WHAT IS EXPECTED: Would you write out the entries below word for word, omitting the pictures?

[Point-per-instance localization data]
- - - -

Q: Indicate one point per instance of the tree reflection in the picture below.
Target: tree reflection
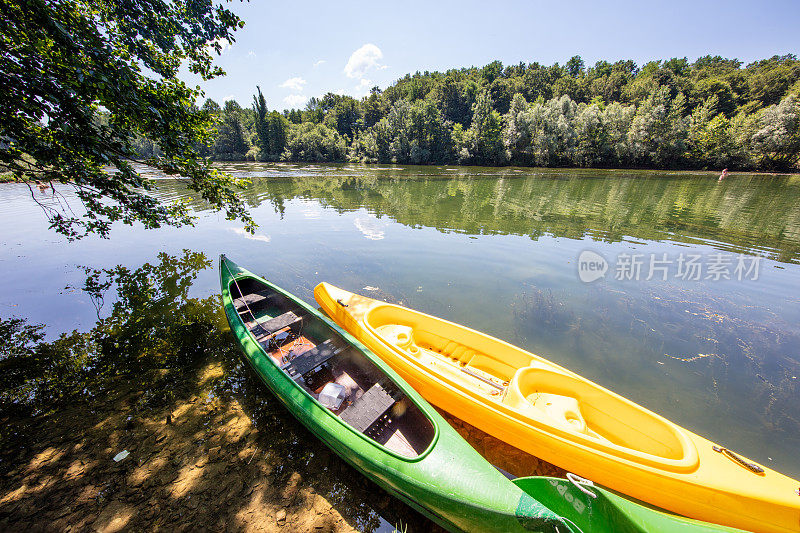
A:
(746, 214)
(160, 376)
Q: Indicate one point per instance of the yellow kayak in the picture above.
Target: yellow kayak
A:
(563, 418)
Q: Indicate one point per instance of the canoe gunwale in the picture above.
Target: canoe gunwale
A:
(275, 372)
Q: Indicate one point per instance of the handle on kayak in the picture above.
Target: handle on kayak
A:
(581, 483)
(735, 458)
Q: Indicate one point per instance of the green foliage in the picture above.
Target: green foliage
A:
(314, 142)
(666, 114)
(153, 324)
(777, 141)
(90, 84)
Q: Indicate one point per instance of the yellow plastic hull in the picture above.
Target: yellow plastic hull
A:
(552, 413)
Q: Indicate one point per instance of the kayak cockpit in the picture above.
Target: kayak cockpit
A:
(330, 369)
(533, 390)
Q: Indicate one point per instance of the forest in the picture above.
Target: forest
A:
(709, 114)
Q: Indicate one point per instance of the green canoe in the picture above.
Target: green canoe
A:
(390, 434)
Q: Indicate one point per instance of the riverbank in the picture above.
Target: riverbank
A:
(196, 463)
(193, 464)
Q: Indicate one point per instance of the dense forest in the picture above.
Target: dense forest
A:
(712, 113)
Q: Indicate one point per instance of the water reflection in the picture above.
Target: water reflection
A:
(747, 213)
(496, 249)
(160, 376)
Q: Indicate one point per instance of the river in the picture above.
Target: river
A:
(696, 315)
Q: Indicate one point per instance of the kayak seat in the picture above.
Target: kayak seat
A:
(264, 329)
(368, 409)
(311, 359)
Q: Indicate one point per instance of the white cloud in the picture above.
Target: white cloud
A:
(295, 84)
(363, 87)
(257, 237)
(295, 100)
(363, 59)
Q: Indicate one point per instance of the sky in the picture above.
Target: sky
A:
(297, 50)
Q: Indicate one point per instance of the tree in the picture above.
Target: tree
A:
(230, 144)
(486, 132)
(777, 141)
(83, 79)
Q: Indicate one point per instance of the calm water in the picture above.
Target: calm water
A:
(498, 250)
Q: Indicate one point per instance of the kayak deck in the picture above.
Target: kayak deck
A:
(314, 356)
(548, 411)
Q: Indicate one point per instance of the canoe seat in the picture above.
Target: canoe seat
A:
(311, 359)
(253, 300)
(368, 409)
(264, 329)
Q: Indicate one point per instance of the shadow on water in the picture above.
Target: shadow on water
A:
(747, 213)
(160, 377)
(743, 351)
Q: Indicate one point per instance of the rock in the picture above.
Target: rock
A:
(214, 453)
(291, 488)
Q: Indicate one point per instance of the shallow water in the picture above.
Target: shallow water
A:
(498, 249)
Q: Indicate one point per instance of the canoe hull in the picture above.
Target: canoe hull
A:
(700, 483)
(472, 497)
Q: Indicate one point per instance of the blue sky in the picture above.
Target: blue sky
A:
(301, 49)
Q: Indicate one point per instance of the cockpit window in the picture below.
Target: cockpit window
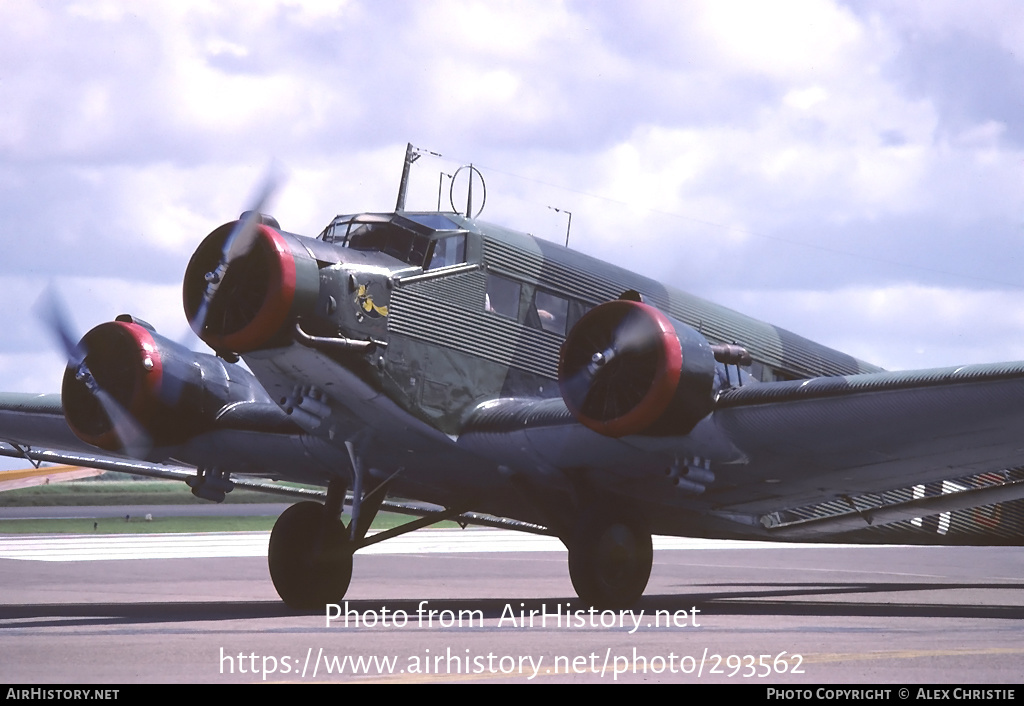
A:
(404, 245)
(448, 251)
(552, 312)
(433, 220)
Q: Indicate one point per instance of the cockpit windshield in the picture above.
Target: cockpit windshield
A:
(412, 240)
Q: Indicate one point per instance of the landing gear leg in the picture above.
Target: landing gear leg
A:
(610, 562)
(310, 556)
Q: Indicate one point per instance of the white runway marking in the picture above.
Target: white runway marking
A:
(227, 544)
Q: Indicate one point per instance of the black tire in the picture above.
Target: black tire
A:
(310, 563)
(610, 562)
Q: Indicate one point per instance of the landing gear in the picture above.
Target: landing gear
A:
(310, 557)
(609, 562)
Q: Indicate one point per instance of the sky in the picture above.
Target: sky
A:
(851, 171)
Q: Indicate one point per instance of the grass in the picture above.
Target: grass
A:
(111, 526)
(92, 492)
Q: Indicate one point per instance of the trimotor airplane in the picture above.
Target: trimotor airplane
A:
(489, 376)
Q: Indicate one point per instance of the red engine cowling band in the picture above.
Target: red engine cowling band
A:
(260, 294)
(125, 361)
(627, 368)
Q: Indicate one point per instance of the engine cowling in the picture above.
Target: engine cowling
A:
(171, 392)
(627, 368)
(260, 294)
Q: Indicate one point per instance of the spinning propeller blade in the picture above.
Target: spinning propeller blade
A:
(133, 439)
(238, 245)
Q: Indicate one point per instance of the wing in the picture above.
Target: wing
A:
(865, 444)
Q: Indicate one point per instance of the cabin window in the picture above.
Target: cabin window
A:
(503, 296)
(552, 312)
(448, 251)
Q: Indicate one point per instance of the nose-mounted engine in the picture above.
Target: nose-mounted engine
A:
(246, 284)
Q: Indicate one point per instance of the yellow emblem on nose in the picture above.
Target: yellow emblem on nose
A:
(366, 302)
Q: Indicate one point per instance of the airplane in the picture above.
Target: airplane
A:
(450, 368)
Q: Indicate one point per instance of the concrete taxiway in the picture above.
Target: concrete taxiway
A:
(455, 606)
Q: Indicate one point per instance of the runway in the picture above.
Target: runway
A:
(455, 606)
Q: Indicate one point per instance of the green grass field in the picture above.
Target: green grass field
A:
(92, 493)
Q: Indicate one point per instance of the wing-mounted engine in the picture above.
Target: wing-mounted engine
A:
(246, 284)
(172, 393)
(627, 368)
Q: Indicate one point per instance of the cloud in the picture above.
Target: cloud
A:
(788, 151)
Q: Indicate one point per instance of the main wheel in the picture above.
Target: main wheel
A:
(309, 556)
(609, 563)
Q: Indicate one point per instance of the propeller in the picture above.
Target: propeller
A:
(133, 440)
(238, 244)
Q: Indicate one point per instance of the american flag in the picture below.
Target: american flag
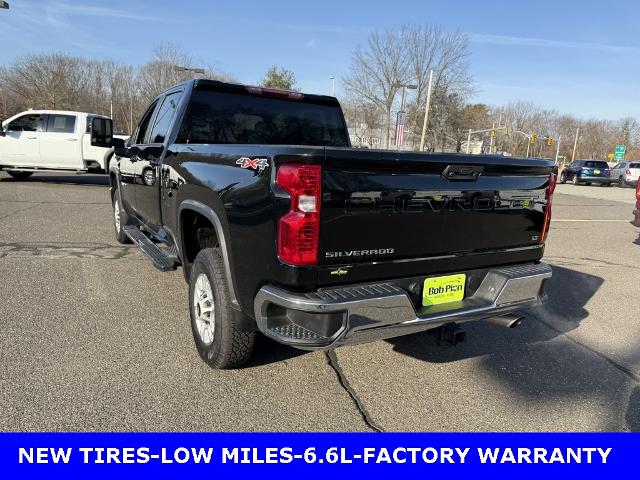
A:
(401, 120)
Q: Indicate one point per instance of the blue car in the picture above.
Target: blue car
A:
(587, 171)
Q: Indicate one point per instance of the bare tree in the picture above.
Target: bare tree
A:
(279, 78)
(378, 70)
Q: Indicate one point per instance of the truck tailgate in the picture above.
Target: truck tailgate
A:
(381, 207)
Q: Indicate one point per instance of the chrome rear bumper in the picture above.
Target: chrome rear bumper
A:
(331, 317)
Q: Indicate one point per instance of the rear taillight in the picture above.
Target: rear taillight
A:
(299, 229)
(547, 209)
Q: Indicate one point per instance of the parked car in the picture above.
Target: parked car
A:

- - - -

RESPONSE AREA:
Q: Indicate one point per instance of the tree reflection in the picture below.
Target: tree reflection
A:
(746, 214)
(160, 376)
Q: Indicate one point per instance of the yellow kayak in the picture above.
Target: yellow kayak
A:
(563, 418)
Q: Indicate one point per instance of the canoe gunwale in the picture above.
Target: canoe gunwale
A:
(275, 372)
Q: Indicate one point per instance of the handle on kayak in the picture above.
Target: handle on kayak
A:
(581, 483)
(735, 458)
Q: Indicate one point per instance of the green foliage in the picture above.
Target: green foliage
A:
(314, 142)
(666, 114)
(153, 324)
(777, 141)
(90, 84)
Q: Indicate one point per instance of the yellow plastic hull in the picture above.
Target: yellow plastic hull
A:
(552, 413)
Q: Indicate one point per instance of the kayak cockpit in the picture above.
Target: kayak cockpit
A:
(330, 369)
(533, 390)
Q: Indicate one point per instance of the forest in the picture above.
Target: forest
A:
(709, 114)
Q: Indicate one point per instance of the green canoe in the picture above.
Target: green canoe
A:
(390, 434)
Q: Indicate one point per instance of the riverbank in the picture above.
Target: riverbank
A:
(196, 463)
(193, 464)
Q: Indicate one point per instance of the dense forest in the picture above.
Target: dense forest
A:
(712, 113)
Q: Indicate one point per instance of the water reflection in the picture above.
Target: water reflection
A:
(747, 213)
(496, 249)
(160, 376)
Q: Indicate one point per instance of the river in the picture above.
Target: river
A:
(696, 315)
Q: Indicate one point per instance of the kayak seat in the picture above.
Target: kayak seat
A:
(264, 329)
(368, 409)
(311, 359)
Q: Indicate one point per instance of the white cloud in the picture above.
Target: white cloud
A:
(295, 84)
(363, 87)
(257, 237)
(295, 100)
(363, 59)
Q: Indicate one point per instance of the sky in the picture above.
Target: sky
A:
(297, 50)
Q: Indicate one point per instance of the tree in the picture above.
Target: tree
A:
(230, 144)
(486, 132)
(777, 141)
(83, 79)
Q: Indicate one point per instance of the calm water in the picture above.
Target: calm water
A:
(498, 250)
Q: Indicate one point per instance of the kayak deck in the picture above.
Target: kayak deck
A:
(314, 356)
(548, 411)
Q: Indicate one point per instance of the canoe seat in the picture above.
Target: canoe seat
A:
(311, 359)
(253, 300)
(368, 409)
(264, 329)
Q: Indicate one point per instance of the shadow on water in the picture above.
Target: shadow on water
A:
(747, 213)
(160, 377)
(743, 351)
Q: Indicate one point per instance of the rock in the picture above.
Target: rock
A:
(214, 453)
(291, 488)
Q: Indicate one point per instance of the shallow water in the picture above.
Target: shallow water
A:
(498, 249)
Q: Indicate one point per instance of the canoe hull in the picture above.
Target: canoe hull
A:
(700, 483)
(472, 497)
Q: Indicate one point per instance of the blue sky in the picture above.
Target: blue sky
A:
(301, 49)
Q: Indicate one point per instance of the cockpit window in the picture below.
Target: cockpit window
A:
(404, 245)
(448, 251)
(552, 312)
(433, 220)
Q: Indicate one point per instance of the cockpit windshield in the picture above.
Target: cockpit windshield
A:
(412, 240)
Q: Indicate one point per instance of the landing gear leg in the picture above.
Target: landing gear leg
A:
(610, 562)
(310, 556)
Q: Indicate one point per instance of the white runway marking in the picture above.
Target: white runway marking
A:
(227, 544)
Q: Indicate one point per instance of the black tire in the picture above.
Target: black tire
A:
(310, 563)
(610, 562)
Q: Indicate one point per instance of the landing gear in the picture above.
Target: landing gear
A:
(310, 557)
(609, 562)
Q: Indicate one point per instance of the sky in the picture above.
Target: sky
A:
(851, 171)
Q: Indicate one point per instance of the grass in the picture above.
Target: grass
A:
(111, 526)
(92, 492)
Q: Indicate one point per instance of the trimotor airplane in the picture above.
Target: trimotor airplane
A:
(489, 376)
Q: Indicate one point per instance of the red engine cowling band in the picture above.
Target: red engine cowling band
A:
(260, 294)
(125, 361)
(627, 368)
Q: Indicate one point per instance of the engine cowling in the picture above.
Target: engine cowling
A:
(171, 392)
(627, 368)
(260, 294)
Q: Indicate one point per instance of the spinning propeller blade in the picture above.
Target: spinning propeller blade
A:
(133, 439)
(238, 245)
Q: Indicate one point per instance of the wing in the picture above.
Target: wing
A:
(865, 444)
Q: Indicate one point per instance of the cabin window in the picture above.
Target: cabin window
A:
(503, 296)
(552, 312)
(448, 251)
Q: Indicate one point per instance of the nose-mounted engine in the picture above.
Target: nose-mounted engine
A:
(246, 284)
Q: Indicate one point per instance of the yellow emblem on nose in the picture above.
Target: yellow emblem on nose
A:
(366, 302)
Q: Indicate one point per instance of the airplane in the picture above.
Target: airplane
A:
(450, 368)
Q: Indicate one point per instance of the concrete taxiway in the picture above.
Target: concrete taxiway
A:
(455, 606)
Q: Indicate one point per instance of the runway in the picture above.
Target: runway
A:
(455, 606)
Q: Indicate one point per instance of the green grass field in the picture above.
Target: green grass field
A:
(92, 493)
Q: Indicate one point per instance of the wing-mounted engine in the picture above.
Target: wing-mounted engine
A:
(246, 284)
(172, 393)
(627, 368)
Q: Indicate one point per instance of the cloud in the picture above.
Target: cloud
A:
(788, 151)
Q: Indicate one point per instance of the main wheel in the picture above.
Target: main wheel
A:
(309, 556)
(609, 563)
Q: Indicate one point per instance of the propeller in the picture above.
Target: propeller
A:
(133, 440)
(238, 244)
Q: Indicate one point per instance of the american flag in the picture below.
Target: american flag
A:
(401, 120)
Q: Indicate one point per instance of the blue car in the picture above.
Target: blue car
A:
(587, 171)
Q: Indicate one point per instance of the bare tree in the picture above.
Target: bare tree
A:
(279, 78)
(378, 70)
Q: Indicate one point per instance of the truck tailgate in the picture above.
Target: truck tailgate
A:
(381, 207)
Q: Indicate one point per instance of the chrome rear bumper in the picture above.
Target: chrome rear bumper
A:
(331, 317)
Q: Indicate one point per instance of the rear taillight in the picture above.
Target: rear taillight
A:
(299, 229)
(547, 209)
Q: Indicate one point per instance of the parked car in the picture above.
Target: parked car
A:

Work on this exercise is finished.